Stated task A = Please state the publisher and year of The Writing Life, as given in the essay on Annie Dillard.

Article =
# # # #
Learning Haiku from Annie Dillard
First published in Wales Haiku Journal in Spring 2018. Originally written in March of 2016, revised in October of 2017 and February of 2018.
See the new postscript at the end. See also “Finding the Sky.” + +
“Literature is not a mere juggling of words; what matters is what is left unsaid, or what may be read between the lines.” —Jorge Luis Borges
“Only from the heart can you touch the sky.” —Rumi
The acclaimed author of An American Childhood and Pilgrim at Tinker Creek has also written a short book called The Writing Life (Harper & Row, 1989). Although surely not intentionally written in the manner of the Japanese zuihitsu, or an essay that “follows the brush” wherever it leads, the book has that distinct quality of dipping and diving like a stunt pilot at an air show, of wandering, echoing, and rounding back on itself as it contemplates what it is to lead a writer’s life—or at least how Annie Dillard does it. Here and there her observations have something to say to haiku poets about leading the haiku writing life.
Dillard begins her book with an epigraph, from Emerson, who said that “No one suspects the days to be gods.” From this we might infer that each ordinary day is in fact extraordinary, the realm of the gods, and ripe for adulation or at least appreciation. This is the attitude of amazement from which haiku often spring—as we know, many haiku begin with a sense of wonder. She then offers her opening sentence: “When you write, you lay out a line of words” (3). It’s that simple. One line after another. If you stop at three lines, you might have a haiku. But you write another line of words, or another three, and keep going. In this way, the days are gods.
The book gives a sense of Dillard’s painstaking revision process, using an entire room to spread out notes and ideas on index cards or scraps of paper, seeking organization, making it clear that real writing is rewriting. She says that “The part you must jettison is not only the best-written part; it is also, oddly, that part which was to have been the very point” (4). Isn’t that true for haiku also? Not just to kill your darlings, but sometimes you need to take out the poem’s main focus so that it can be implied. If your poem is about loneliness, don’t refer to the “lone moon.” Let the moon be lonely by itself. Trust the right image to do its rightful work. Maybe even take out the moon. See what you can remove so the reader can find it on his or her own. No browbeating. Show.
# # # #
Records provided =
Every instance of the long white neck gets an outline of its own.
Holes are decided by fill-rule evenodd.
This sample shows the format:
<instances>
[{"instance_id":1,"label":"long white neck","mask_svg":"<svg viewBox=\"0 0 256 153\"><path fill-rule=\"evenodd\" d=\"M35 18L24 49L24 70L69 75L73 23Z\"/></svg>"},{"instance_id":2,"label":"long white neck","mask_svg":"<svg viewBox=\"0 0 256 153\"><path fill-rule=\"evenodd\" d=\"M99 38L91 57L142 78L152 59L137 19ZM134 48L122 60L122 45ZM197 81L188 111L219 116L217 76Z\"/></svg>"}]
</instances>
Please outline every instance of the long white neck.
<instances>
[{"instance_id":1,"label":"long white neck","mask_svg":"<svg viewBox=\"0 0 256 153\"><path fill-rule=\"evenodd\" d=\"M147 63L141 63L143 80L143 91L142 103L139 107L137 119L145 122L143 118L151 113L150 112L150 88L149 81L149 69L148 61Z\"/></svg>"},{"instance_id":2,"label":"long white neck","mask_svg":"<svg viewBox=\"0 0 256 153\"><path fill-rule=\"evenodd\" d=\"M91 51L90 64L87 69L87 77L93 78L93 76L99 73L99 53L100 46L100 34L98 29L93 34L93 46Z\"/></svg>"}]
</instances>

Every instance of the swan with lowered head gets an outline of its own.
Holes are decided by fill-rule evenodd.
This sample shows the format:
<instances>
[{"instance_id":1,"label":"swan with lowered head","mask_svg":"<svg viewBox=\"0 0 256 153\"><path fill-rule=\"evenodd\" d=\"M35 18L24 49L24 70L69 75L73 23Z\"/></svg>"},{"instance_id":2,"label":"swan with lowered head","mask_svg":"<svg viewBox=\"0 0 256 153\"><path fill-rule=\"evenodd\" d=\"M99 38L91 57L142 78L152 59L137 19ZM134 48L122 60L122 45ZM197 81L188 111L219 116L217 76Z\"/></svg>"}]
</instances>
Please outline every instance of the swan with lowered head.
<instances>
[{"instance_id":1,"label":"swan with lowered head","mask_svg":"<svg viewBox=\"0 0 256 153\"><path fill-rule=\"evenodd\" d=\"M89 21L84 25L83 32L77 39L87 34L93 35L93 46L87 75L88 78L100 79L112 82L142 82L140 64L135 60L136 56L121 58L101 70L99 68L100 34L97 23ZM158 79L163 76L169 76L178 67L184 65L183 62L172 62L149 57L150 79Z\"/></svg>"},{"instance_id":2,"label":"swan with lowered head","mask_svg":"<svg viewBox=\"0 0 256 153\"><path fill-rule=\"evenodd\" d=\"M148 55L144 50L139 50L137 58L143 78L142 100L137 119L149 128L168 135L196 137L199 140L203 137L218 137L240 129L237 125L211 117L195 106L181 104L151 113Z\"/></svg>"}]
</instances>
# # # #
Stated task B = Tally the lines in the rows above that contain the string "outline", treating uppercase and lowercase as different. Reply with the number only.

Exercise solution A = Harper & Row, 1989.

Exercise solution B = 4